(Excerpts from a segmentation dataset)
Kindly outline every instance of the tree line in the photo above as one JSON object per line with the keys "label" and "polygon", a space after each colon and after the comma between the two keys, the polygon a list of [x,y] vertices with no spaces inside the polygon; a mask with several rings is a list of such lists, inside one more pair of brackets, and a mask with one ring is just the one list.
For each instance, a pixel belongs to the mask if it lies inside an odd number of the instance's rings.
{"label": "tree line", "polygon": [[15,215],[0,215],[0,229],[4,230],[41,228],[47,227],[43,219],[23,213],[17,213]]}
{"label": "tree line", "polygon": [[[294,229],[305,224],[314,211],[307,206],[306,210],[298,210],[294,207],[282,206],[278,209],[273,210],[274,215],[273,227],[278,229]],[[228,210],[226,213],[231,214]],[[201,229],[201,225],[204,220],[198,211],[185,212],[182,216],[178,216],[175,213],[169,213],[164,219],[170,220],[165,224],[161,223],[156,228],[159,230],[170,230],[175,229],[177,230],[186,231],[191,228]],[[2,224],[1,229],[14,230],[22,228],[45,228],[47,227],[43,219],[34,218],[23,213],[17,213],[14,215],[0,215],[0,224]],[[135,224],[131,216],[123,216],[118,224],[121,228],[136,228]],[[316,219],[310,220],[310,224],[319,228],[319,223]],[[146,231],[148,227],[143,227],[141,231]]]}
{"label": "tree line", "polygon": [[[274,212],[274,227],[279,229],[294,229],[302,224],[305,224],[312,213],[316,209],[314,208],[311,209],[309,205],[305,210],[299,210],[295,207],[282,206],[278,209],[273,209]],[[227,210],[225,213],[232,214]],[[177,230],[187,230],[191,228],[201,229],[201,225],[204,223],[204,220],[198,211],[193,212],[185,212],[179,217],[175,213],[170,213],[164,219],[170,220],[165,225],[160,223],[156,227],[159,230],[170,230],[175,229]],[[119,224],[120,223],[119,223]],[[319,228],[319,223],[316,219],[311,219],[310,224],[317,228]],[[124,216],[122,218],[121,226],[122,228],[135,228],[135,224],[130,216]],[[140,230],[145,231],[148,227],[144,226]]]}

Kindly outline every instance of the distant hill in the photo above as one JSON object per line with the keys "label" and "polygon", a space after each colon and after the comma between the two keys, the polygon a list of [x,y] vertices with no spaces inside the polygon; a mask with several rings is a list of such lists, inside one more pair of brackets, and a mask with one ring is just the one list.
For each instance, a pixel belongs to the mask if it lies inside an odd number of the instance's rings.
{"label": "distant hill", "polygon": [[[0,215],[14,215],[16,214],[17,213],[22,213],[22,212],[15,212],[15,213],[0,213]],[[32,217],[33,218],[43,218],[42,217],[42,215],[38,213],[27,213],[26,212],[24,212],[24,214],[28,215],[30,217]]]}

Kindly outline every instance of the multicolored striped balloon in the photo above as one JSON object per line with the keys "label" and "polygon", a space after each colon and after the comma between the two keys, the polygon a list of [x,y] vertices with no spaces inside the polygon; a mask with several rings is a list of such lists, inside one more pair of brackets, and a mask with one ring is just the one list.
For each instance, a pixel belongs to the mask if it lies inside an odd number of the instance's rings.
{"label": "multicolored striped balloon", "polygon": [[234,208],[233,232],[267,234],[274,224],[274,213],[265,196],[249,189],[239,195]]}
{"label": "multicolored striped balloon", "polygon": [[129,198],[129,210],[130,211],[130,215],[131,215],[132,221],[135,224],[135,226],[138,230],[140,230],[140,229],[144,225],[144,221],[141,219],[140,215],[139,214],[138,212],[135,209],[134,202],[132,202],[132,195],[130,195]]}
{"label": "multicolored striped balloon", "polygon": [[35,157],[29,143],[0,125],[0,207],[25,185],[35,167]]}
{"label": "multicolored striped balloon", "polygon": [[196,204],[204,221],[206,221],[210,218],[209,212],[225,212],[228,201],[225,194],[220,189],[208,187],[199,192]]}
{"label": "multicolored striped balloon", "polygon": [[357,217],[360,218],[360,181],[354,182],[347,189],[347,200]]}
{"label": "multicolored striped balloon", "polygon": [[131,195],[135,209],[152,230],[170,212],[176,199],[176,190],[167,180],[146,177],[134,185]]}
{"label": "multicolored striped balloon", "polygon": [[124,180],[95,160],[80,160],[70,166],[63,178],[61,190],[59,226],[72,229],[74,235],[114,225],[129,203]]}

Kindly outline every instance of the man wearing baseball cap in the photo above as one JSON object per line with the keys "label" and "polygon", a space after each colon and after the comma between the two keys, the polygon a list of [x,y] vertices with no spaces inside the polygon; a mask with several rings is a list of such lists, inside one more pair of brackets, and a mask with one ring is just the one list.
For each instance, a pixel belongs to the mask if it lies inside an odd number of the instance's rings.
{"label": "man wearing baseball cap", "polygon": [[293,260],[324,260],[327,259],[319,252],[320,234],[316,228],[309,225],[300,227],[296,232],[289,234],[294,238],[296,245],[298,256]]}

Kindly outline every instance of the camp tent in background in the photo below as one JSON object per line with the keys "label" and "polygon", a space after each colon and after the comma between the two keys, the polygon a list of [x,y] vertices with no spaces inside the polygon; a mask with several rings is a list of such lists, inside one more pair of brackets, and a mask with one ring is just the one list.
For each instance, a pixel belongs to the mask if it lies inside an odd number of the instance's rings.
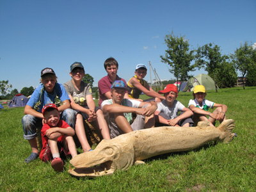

#### Short exercise
Please pull out every line of the records that contains the string "hill", treating uppercase and lowercase as different.

#### Response for this exercise
Kindly outline every instance of the distant hill in the photo above as one JSON object per line with the keys "label" and "polygon", a space after each colon and after the comma between the two keys, the polygon a list of [x,y] vertices with no spaces inside the polygon; a mask with several rings is a list of such lists, inside one more pair of brackets, and a mask with one ring is just the one list.
{"label": "distant hill", "polygon": [[[0,215],[14,215],[16,214],[17,213],[22,213],[22,212],[15,212],[15,213],[0,213]],[[32,217],[33,218],[43,218],[42,217],[42,215],[38,213],[27,213],[26,212],[24,212],[24,214],[28,215],[30,217]]]}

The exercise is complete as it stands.